__What needs to be done__:
Below are records; reproduce exactly the lines from the one containing "If you could pick out the white window" through the end, both included, and only those.

__Records provided__:
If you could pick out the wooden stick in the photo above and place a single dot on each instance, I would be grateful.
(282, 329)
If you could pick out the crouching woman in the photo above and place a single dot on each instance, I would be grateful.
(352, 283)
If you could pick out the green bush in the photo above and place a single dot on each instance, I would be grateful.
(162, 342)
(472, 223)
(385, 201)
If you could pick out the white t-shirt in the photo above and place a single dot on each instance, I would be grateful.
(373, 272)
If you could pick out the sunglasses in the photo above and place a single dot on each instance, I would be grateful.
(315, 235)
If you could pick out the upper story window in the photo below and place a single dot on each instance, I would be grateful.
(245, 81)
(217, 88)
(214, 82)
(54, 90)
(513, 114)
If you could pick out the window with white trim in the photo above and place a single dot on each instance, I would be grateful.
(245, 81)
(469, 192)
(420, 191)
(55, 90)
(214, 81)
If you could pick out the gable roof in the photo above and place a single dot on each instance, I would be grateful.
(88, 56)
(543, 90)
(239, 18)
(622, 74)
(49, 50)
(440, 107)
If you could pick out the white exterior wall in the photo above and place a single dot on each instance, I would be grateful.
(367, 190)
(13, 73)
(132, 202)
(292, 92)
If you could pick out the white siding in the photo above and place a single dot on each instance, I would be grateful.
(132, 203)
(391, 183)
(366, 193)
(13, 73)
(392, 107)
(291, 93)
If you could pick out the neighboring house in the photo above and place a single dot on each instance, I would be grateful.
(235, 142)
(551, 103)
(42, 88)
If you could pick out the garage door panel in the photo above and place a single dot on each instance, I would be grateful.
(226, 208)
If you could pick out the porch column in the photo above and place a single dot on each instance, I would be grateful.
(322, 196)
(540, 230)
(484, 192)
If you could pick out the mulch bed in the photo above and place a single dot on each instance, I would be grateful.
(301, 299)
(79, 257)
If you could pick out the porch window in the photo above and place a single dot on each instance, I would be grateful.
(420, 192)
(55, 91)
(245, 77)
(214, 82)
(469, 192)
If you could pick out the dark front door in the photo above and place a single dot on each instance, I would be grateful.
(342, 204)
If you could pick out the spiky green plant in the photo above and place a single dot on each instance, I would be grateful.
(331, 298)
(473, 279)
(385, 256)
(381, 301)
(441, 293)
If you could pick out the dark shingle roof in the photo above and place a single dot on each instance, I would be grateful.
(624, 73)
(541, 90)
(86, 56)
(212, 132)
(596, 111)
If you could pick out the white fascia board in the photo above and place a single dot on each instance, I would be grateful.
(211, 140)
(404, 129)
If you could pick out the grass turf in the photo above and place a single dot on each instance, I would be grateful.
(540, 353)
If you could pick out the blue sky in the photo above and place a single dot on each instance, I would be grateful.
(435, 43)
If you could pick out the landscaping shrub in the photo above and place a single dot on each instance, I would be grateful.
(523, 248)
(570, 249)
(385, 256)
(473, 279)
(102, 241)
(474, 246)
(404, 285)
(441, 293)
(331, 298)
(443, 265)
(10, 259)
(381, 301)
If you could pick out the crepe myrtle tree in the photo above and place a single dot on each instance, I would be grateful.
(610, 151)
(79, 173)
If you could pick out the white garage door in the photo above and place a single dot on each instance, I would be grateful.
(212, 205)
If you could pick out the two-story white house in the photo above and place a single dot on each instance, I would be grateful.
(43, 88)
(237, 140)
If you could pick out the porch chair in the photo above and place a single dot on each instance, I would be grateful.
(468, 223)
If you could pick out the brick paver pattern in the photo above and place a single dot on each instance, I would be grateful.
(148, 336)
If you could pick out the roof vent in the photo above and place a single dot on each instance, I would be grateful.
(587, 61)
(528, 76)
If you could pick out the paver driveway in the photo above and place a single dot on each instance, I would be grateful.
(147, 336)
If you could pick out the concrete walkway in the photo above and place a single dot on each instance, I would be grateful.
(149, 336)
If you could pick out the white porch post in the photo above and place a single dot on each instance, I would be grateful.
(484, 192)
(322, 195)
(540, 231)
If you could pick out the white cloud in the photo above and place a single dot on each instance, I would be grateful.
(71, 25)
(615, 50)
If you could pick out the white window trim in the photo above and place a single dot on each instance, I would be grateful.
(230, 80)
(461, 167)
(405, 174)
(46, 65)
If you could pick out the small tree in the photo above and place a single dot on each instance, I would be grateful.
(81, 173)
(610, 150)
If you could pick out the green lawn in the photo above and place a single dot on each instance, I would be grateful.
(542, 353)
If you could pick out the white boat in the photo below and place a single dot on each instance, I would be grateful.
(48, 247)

__Task solution__:
If you could pick out the white window trim in the photo above and place a single dot on each instance, I would be grateful.
(230, 80)
(461, 167)
(405, 174)
(46, 65)
If you could pick out the small tree in the photo above and place a single dot on each instance, I would be grateful.
(81, 173)
(610, 150)
If you could pick out the green lawn in the photo above and place a single dot on each instance, I would be grateful.
(542, 353)
If you could pick out the white boat in the photo below and place a single dot on each instance, I would be grateful.
(48, 247)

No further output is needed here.